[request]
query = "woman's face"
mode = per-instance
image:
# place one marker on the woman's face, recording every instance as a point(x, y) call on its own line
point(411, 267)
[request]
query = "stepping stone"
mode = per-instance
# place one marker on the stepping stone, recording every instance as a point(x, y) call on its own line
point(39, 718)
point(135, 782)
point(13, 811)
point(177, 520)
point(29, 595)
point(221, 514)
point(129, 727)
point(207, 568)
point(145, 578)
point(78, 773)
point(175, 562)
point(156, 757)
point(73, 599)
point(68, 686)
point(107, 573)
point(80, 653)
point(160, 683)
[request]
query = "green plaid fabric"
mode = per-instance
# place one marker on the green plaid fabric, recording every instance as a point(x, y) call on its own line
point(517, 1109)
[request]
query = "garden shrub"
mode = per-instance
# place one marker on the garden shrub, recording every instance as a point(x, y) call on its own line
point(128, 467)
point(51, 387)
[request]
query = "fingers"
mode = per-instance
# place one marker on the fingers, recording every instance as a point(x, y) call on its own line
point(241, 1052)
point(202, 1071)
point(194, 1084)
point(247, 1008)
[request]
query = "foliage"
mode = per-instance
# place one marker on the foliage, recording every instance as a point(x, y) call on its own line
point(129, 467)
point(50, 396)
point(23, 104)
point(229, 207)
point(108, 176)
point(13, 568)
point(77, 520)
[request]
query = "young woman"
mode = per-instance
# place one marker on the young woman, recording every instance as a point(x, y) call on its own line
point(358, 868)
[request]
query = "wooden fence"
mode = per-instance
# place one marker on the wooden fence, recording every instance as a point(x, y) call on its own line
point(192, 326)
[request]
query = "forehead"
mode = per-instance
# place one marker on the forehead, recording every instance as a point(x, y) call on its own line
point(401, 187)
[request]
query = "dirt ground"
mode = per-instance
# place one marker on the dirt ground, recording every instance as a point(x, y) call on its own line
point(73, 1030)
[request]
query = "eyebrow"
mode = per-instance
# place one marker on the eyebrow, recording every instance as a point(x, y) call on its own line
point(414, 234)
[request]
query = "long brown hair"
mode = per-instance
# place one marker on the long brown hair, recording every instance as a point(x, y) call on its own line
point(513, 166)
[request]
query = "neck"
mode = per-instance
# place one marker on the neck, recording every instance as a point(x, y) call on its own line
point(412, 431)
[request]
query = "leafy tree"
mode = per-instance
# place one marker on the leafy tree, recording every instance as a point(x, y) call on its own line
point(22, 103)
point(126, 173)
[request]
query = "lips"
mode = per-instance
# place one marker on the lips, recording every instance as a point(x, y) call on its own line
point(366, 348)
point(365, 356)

____

◆ Objective: Transcribe the whole listing exactly.

◆ Response:
[request]
query = "woman's face"
mode = per-instance
image:
# place one marker on the woman's face, recording every instance as a point(x, y) call on its own line
point(411, 267)
[request]
query = "stepping stone"
mode = per-instance
# place one marker on the stepping stone, recording every instance as a point(x, y) call on its own line
point(39, 718)
point(135, 782)
point(13, 811)
point(177, 520)
point(29, 595)
point(221, 514)
point(129, 727)
point(207, 568)
point(145, 578)
point(78, 773)
point(175, 562)
point(156, 757)
point(73, 599)
point(68, 686)
point(107, 573)
point(80, 653)
point(160, 683)
[request]
query = "green plaid fabric"
mode = per-instance
# place one marker on the green plaid fabric, recording every instance as a point(x, y) call on its own line
point(517, 1109)
[request]
query = "garden shrub"
mode = per-instance
# place one marker on the garden shrub, recording every instance as a point(x, y) call on its own line
point(128, 467)
point(51, 387)
[request]
query = "fingers"
mode = per-instance
# place one marker on the fingers, recording every instance as a point(x, y) call on its own line
point(241, 1052)
point(202, 1071)
point(194, 1084)
point(247, 1008)
[request]
query = "foliage"
mode = per-instance
# place one marker on the foliage, recording every instance as a point(x, y) call on its own line
point(129, 467)
point(50, 396)
point(23, 104)
point(229, 207)
point(108, 176)
point(13, 568)
point(77, 520)
[request]
query = "young woman"
mode = per-instance
# place one marker on the young woman, recording every instance as a point(x, y) call on its own line
point(358, 868)
[request]
query = "wooden fence"
mode = per-instance
# place one marker on the wooden fence, recording every instance as a point(x, y) call on its own line
point(192, 326)
[request]
query = "forehead"
mode = per-instance
# place one marker on the forehead, recording every instance as a point(x, y) call on its own line
point(401, 187)
[request]
query = "dirt ground"
mode = per-instance
# place one marker on the dirt ground, recording every instance as a point(x, y) call on its own line
point(73, 1030)
[request]
query = "eyebrow"
mode = per-instance
# place one marker on the eyebrow, recording every instance as a point(x, y) call on its own line
point(414, 234)
[request]
query = "long brown hair"
mode = per-instance
# place one marker on the long brown hair, recording every instance as a point(x, y) call on its own line
point(513, 166)
[request]
query = "neck"
mode = per-instance
# place one marker on the neck, recording every instance as a point(x, y) call on its own line
point(412, 431)
[request]
query = "leafy tree"
mode = per-instance
# place one marker on the leafy tree, recording every instance as a point(x, y) call on its own line
point(22, 103)
point(126, 173)
[request]
query = "lips"
mode = per-instance
# place one marker on the lips, recording every instance as a point(x, y) call on its own line
point(366, 348)
point(365, 356)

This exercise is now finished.